:: WHAT THE EXERCISE ASKS ::
Each line from the one with "point: man's beard" through the last line of the records must be output exactly, both ends included.

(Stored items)
>>>
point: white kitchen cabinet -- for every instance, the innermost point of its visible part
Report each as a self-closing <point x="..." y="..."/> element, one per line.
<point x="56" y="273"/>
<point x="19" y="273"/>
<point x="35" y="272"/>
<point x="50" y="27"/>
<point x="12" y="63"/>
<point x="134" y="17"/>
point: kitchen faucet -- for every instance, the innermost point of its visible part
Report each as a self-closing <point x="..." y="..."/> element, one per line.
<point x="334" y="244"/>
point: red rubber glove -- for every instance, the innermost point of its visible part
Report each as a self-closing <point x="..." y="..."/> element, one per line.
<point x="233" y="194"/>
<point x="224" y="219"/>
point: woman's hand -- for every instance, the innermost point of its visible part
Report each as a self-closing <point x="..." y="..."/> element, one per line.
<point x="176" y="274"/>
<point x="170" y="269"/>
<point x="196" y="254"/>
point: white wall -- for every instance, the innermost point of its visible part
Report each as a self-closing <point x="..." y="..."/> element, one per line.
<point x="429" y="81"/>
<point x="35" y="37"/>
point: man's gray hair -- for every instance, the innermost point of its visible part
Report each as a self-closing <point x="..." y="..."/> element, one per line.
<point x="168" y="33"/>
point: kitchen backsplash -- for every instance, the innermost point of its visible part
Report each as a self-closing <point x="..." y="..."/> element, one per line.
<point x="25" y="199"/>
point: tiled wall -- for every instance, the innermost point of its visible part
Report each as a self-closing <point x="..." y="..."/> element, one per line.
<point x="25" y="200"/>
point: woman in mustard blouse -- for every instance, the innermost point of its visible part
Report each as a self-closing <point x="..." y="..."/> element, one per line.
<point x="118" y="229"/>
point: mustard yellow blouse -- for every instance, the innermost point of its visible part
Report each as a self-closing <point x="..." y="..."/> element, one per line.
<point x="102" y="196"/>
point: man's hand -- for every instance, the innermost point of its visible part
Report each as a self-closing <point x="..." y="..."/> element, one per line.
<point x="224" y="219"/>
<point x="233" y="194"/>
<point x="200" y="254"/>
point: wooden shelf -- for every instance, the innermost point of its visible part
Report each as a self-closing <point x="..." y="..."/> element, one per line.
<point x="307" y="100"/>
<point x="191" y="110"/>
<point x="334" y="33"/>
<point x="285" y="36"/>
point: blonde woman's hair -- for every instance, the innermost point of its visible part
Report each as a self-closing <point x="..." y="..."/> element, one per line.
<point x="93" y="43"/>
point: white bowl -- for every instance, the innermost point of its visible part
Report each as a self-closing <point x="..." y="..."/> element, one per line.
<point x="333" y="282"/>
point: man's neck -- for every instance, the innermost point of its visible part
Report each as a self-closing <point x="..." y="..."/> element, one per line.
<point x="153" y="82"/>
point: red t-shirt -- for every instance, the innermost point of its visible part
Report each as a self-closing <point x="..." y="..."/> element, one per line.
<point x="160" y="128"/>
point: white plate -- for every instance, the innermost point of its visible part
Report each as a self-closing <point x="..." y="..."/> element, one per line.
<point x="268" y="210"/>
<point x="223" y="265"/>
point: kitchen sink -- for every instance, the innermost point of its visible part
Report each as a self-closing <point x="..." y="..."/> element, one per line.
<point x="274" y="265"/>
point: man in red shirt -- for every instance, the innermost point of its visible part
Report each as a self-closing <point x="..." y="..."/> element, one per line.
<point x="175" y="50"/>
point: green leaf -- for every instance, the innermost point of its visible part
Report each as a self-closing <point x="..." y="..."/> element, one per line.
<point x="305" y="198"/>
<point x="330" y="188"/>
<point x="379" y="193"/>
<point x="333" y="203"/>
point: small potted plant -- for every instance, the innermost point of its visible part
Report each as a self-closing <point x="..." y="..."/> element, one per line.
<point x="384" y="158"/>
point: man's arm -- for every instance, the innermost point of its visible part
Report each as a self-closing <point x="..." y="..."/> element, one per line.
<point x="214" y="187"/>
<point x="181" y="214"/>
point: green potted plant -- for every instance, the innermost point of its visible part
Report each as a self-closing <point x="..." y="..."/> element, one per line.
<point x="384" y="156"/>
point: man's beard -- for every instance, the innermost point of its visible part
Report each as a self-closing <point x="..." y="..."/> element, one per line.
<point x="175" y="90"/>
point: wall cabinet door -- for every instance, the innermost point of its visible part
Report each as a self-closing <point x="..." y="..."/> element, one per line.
<<<
:: EXPECTED OUTPUT ::
point: man's beard -- for every instance, the innermost point of its visible part
Report each as a self-closing <point x="..." y="..."/> element, one per line.
<point x="175" y="90"/>
point: wall cabinet door -- for every instance, the innermost point of its visible part
Report each as a self-closing <point x="..." y="..."/> element, one per line.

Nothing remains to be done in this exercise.